# Problem statement:
Retype the material that follows, keeping every word as it is.

# Records provided:
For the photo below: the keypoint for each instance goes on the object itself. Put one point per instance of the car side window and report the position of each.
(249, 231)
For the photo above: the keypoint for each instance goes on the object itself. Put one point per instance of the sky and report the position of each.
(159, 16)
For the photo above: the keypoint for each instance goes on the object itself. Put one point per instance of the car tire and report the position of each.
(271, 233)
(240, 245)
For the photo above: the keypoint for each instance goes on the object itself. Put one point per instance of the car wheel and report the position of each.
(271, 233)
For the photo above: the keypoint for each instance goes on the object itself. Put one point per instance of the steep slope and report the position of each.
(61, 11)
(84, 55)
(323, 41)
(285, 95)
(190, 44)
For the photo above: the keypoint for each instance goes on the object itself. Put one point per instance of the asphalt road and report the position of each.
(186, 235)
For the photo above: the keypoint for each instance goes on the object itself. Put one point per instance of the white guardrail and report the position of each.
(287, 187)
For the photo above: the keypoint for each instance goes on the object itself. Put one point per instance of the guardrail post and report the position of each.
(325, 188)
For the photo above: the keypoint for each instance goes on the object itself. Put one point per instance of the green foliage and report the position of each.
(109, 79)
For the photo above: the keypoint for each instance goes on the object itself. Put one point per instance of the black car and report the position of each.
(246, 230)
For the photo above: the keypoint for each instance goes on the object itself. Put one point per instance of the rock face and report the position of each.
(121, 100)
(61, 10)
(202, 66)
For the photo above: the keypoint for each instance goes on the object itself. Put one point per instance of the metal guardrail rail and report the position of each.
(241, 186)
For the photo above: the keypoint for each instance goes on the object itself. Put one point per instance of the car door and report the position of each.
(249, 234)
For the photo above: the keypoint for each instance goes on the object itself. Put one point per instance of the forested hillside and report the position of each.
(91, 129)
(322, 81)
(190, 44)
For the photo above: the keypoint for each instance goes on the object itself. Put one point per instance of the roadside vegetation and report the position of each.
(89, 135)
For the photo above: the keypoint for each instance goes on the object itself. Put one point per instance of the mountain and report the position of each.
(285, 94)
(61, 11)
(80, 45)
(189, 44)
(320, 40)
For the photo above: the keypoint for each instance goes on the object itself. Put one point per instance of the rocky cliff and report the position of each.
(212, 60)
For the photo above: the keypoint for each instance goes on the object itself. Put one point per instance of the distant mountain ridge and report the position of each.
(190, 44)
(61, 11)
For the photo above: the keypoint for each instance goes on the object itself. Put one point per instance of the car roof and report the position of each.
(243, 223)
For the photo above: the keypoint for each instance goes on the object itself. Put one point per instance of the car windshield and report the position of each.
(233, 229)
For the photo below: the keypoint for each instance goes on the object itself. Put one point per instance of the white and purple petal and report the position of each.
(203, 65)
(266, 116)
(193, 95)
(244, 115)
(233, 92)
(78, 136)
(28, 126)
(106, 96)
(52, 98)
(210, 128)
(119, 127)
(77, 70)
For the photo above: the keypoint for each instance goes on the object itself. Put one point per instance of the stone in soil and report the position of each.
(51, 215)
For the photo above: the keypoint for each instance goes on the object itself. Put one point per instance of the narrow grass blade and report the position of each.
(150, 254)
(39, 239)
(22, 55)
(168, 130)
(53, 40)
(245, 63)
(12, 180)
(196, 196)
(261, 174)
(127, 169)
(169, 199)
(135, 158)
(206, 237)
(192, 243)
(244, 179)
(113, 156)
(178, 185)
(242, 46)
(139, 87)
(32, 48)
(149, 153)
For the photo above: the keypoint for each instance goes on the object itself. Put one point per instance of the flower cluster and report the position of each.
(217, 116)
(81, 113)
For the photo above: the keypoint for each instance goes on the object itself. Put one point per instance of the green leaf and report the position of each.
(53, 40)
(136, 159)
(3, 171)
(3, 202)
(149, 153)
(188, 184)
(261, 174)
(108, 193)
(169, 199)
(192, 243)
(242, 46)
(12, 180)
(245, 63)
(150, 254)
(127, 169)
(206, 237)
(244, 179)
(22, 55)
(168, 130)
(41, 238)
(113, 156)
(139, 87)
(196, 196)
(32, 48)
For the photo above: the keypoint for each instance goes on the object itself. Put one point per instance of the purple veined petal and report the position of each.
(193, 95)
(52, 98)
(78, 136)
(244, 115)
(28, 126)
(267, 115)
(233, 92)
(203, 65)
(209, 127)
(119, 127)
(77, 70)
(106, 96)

# Written response:
For the photo below: the keypoint for each instance goes on the object itself. Put one point per instance of the car side window and report the position of each.
(249, 231)
For the photo above: the keypoint for each instance goes on the object itself. Put one point per instance of the sky and report the position of each.
(159, 16)
For the photo above: the keypoint for each instance goes on the object itself. Put one point per instance of the car tire and report the position of each.
(271, 233)
(240, 245)
For the photo above: the keypoint for each instance goes on the object itself. Put one point per instance of the car wheel and report the position of each.
(271, 233)
For the photo above: the keypoint for each instance goes on the object itself. Put one point per instance of the steep slope and report the position of each.
(61, 11)
(84, 55)
(323, 41)
(285, 95)
(190, 44)
For the photo above: the keypoint for each instance goes on the object itself. Put one point per instance of the asphalt road and report the position of each.
(186, 235)
For the photo above: the keypoint for each instance goes on the object itself. Put one point per instance of the white guardrail and report the position of each.
(287, 187)
For the photo above: the keypoint for each instance goes on the object itself. Put one point per instance of the guardrail post and report the position of each.
(325, 188)
For the photo above: the keypoint for each instance goes on the object itself. Put one point per instance of the green foliage and report the position of each.
(109, 79)
For the photo above: the keypoint for each instance goes on the object itself. Put one point per instance of the black car and report the position of each.
(246, 230)
For the photo above: the keypoint for each instance goes on the object itself. Put one point per instance of the rock face and report the position of each.
(121, 100)
(61, 10)
(202, 66)
For the photo above: the keypoint for each instance goes on the object itself. Put one point per instance of the metal guardrail rail and report the position of each.
(241, 186)
For the photo above: the keypoint for each instance goes on the object itself. Put one point per instance of the car door and report the position of each.
(249, 234)
For the photo above: the keypoint for each instance goes on the object itself. Put one point per instance of the forested hillside and report the position of each.
(91, 129)
(322, 81)
(190, 44)
For the photo above: the keypoint for each instance goes on the object itself. Put one point per instance of the roadside vegetation and report the position of each.
(89, 135)
For the photo above: the keypoint for each instance goes on the object itself. Put one point per instance of the mountain and report the position of each.
(285, 94)
(61, 11)
(80, 45)
(189, 44)
(320, 40)
For the photo above: the keypoint for each instance goes on the object itself. Put one point per instance of the rocky cliff and report the position of each.
(212, 60)
For the photo above: the keypoint for each instance goes on the object itself. Put one point per instance of the distant mountain ridge and report the position of each.
(190, 44)
(61, 11)
For the photo above: the keypoint for each instance goes on the object itself. Put one point per instance of the car roof and report the position of each.
(243, 223)
For the photo above: the keypoint for each instance goes on the object itself. Put one point per instance of the car windshield and report the position of each.
(233, 229)
For the photo below: the keypoint for each instance goes on the object itself. Put one point per instance of the white and purple petal and report the position of each.
(203, 65)
(266, 116)
(193, 95)
(244, 115)
(233, 92)
(78, 136)
(28, 126)
(106, 96)
(52, 98)
(210, 128)
(119, 127)
(77, 70)
For the photo above: the keypoint for each instance goes on the object itself. Put one point per instance of the stone in soil and report the position of each.
(51, 215)
For the photo above: the keypoint for each instance goes on the object itself. Put one point per instance of the narrow grass blade and report the position of each.
(150, 254)
(39, 239)
(22, 55)
(168, 130)
(53, 40)
(245, 63)
(12, 180)
(196, 196)
(261, 174)
(127, 169)
(169, 199)
(135, 158)
(206, 237)
(192, 243)
(244, 179)
(113, 156)
(178, 185)
(242, 46)
(139, 87)
(32, 48)
(149, 153)
For the photo above: the keypoint for each instance goes on the object itself. Put one point per instance of the flower cluster and report the position of each.
(217, 116)
(81, 113)
For the photo above: the keypoint for each instance goes on the object itself. Put one point per instance of the green leaf and report the position of each.
(53, 40)
(136, 159)
(3, 171)
(3, 202)
(149, 153)
(188, 184)
(261, 174)
(108, 193)
(169, 199)
(192, 243)
(242, 46)
(12, 180)
(245, 63)
(150, 254)
(127, 169)
(206, 237)
(244, 179)
(22, 55)
(168, 130)
(41, 238)
(113, 156)
(139, 87)
(196, 196)
(32, 48)
For the photo above: the keypoint for each instance goes on the object itself. Put one point per instance of the purple veined petal and report the position of each.
(193, 95)
(52, 98)
(78, 136)
(244, 115)
(28, 126)
(267, 115)
(233, 92)
(203, 65)
(209, 127)
(119, 127)
(77, 70)
(106, 96)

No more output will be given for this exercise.